TASK ITEM —
Select, from the material below, each line with "hanging" in it.

SOURCE MATERIAL —
______

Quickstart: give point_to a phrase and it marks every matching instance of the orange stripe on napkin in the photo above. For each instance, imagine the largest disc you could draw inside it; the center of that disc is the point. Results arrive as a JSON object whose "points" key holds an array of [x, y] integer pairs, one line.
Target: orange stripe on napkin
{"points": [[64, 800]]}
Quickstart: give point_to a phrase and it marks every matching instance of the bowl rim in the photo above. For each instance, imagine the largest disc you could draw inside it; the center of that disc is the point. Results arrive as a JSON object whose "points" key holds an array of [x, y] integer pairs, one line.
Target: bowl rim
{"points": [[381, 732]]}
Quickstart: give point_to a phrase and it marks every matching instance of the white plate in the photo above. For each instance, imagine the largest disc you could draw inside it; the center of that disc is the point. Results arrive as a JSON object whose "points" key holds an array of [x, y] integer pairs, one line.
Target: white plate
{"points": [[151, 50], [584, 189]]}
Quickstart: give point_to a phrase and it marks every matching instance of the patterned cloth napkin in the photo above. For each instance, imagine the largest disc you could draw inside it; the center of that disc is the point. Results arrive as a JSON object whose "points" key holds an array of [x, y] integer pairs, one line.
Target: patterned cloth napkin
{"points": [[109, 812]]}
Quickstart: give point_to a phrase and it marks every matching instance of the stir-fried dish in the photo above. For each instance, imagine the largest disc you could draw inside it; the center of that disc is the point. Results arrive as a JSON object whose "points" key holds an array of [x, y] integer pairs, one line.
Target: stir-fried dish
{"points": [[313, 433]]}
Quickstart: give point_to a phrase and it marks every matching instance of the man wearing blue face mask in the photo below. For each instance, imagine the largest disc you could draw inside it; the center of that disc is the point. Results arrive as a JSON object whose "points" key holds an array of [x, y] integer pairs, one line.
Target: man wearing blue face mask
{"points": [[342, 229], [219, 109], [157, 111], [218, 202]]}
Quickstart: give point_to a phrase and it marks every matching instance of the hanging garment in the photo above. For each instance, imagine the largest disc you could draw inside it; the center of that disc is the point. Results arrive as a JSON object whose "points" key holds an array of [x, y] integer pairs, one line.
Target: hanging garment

______

TASK OUTPUT —
Quickstart: give point_to a phrase and it marks every matching instance of the hanging garment in the photo above. For each instance, imagine the largest disc you could draw inside it; the center of that disc is the point. Results arrive as a JSON object whose "points" key holds an array of [x, y] integer pairs, one line.
Target: hanging garment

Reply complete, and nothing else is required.